Friday, March 27, 2009

Day Sixteen...

Not that I am counting or anything...LOL. But it has been sixteen days for me here at TIRR. A wonderful, inspiring, and encouraging sixteen days...at the same time it has been exhausting, tiring (in a good way), and a lot of hard work (but who can't use someone pushing them to their limits all day long?...it is good for the soul :).

Those of you who have children or who have cared for a baby animal that needs care throughout the night (and you have to wake up several times a night)...you can empathize with my exhaustion and tired feelings, but also at the same time you can also understand the feeling of loving something/someone so much other than yourself(as Christ has done)...that the tiredness and exhaustion doesn’t really matter because the sacrifice was so worth it! That is pretty much where I stand at the end of my day when I lay down to go to sleep every night. Even after I finish my therapies at the end of my day...I try my best to work on "my homework" that has been assigned to me by my therapists. I figure...the harder I work...the faster I will get out of here...so I can be home with Katie...Oh how I miss her (as I sit here just typing and thinking about her...tears stream down my face)! But at the end of the day...I have to tell myself the sacrifice NOW will pay off for her, Aaron, and me later. Just as our Father God sacrificed His son for us...we have to look at how that has paid off for us...all well worth the sacrifice.

So let me update you...where we are at...On Wednesday they had what they call "rounds," basically what happens is that the group of therapists, doctors, the case manager assigned to me, and my social worker…all get together on their own and talk about my progress and what has been going on with me at TIRR (at these moments when I begin to think about all these people talking about me and the progress I have made…I have to think how weird it is being on the clientele end of the spectrum…as opposed to being the clinician). Oh how I can now empathize with the parents of the families that I work with in the school system. Okay…so now back to “the rounds…” The doctor, neuropsychologist, and social worker came by Wednesday evening to discuss with Aaron and me their thoughts and decisions. All great news…thank God for perfecting all that concerns me [Psalms 138:8] They decided to move my discharge date up to April 8th, and are still looking at sending me to the post acute therapy place that I mentioned in my last blog (it is called Mentis…www.mentisneuro.com)…but the great part of that is that instead (like I mentioned in my last blog) of having me stay the night in the facility…they would allow me to stay at home with Aaron and Katie, which I am ecstatic about! I knew God would work out things just perfectly…He always does. The only catch to that is that someone would have to drive me (thank God that my in-laws (my father-in-law arrived yesterday) are here and can drive me…by the way if I haven’t mentioned my mother-in law has been so wonderful and has taken care of both Katie and me before surgery and Katie after my surgery)…at least at first…five days a week to the facility for treatment during the day….later as I progress in my therapies…they will cut back the amount of days I have to go during the week. It looks like I will be at Mentis...so “they” (God always has His own plans) say until the end of June…maybe into the beginning of July, but like I said earlier…it all depends on my progress; we just have to take things day by day.

▸ **TASK REQUIREMENTS**
[A] Name the people who, according to the blog post, came by Wednesday evening to discuss their thoughts and decisions with the writer and Aaron.
[B] In the blog post, what discharge date did they move up to?
[C] Carry on writing the blog post from the point where it stops.

▸ **DATA FOR ANALYSIS**
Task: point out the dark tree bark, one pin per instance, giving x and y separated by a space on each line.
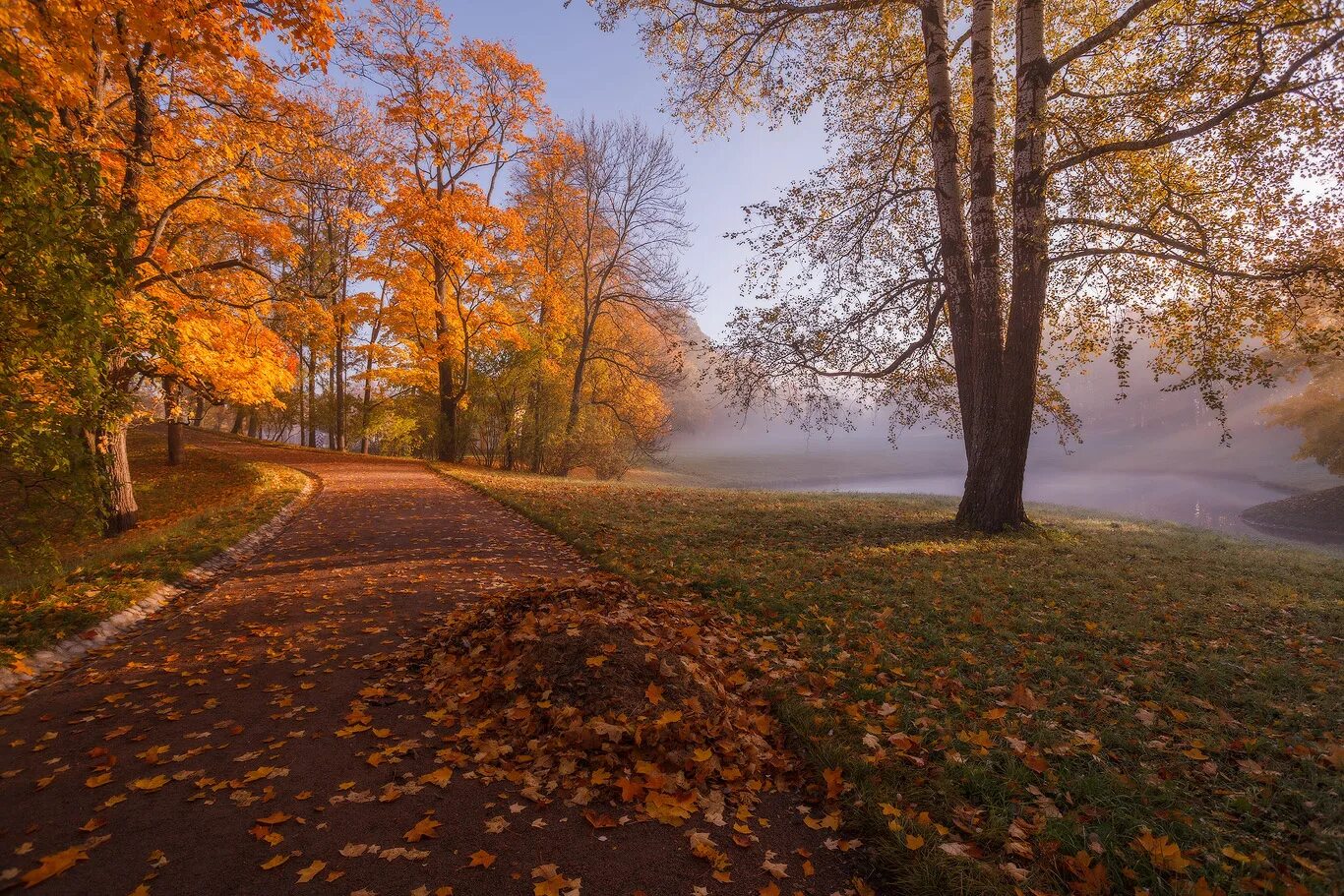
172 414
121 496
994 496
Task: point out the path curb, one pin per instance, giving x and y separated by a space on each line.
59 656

▸ **SOLVED TASKS**
[A] The doctor, the neuropsychologist, and the social worker.

[B] April 8th.

[C]
By the way…I know I mentioned last time that I was walking with assistance and having to be helped while I go to the bathroom. Well a lot can happen in six days, at least when God has anything to do with it, yesterday I was cleared to use the bathroom on my own…praise God for that…now I don’t have to wait for someone to come and take me to the bathroom…I’m sure we all can appreciate that…especially if it is first thing in the morning and you really have to go and no one comes to help for twenty-five minutes and later during the day for thirty minutes (not that I have experienced that or something…LOL…and then you make a decision to go to the bathroom on your own and decide that it IS worth getting your wrist slapped by your therapists later because you are not cleared to be on your own in the bathroom). But I want it known that I made sure that I was safe and tried to remember to use all the techniques and strategies that my therapists have shown me.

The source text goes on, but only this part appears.